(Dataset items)
----

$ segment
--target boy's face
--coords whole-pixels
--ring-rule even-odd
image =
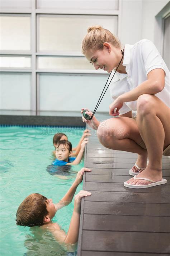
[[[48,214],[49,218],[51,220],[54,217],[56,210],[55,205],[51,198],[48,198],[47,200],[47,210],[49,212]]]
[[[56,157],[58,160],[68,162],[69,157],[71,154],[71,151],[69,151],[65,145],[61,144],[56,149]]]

----

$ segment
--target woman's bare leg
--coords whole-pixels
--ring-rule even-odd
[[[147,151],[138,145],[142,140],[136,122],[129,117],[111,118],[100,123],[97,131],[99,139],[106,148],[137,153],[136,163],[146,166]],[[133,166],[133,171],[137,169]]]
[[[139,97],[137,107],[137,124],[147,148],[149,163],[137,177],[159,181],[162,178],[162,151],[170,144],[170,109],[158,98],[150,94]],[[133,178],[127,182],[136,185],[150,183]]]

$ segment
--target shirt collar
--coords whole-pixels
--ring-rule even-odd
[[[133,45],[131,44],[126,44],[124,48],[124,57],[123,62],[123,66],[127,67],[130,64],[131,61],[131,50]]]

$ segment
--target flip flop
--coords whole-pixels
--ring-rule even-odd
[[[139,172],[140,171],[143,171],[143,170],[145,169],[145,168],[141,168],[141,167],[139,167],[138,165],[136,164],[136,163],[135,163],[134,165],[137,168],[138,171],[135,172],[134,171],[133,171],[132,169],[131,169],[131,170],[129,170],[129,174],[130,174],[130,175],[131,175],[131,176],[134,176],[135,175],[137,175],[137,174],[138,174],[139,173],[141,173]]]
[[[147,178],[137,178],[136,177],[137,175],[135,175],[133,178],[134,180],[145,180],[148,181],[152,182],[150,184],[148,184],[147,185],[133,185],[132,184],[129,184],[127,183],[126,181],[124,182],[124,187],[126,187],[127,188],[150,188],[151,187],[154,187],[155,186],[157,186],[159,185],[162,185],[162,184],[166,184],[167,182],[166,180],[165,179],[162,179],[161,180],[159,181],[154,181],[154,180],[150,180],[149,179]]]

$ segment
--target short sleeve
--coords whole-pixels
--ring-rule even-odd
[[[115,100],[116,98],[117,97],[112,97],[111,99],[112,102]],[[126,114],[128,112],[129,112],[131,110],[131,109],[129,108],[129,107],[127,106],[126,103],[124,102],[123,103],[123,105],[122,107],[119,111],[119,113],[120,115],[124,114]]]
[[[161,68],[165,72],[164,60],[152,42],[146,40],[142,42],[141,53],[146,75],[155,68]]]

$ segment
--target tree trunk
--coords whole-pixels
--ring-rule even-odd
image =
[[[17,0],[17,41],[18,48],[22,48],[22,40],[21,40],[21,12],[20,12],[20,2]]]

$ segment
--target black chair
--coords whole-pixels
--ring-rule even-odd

----

GOAL
Pull out each line of the listing above that contains the string "target".

ANSWER IN FULL
--target boy's face
--target woman's bare leg
--target shirt collar
--target flip flop
--target short sleeve
--target tree trunk
--target black chair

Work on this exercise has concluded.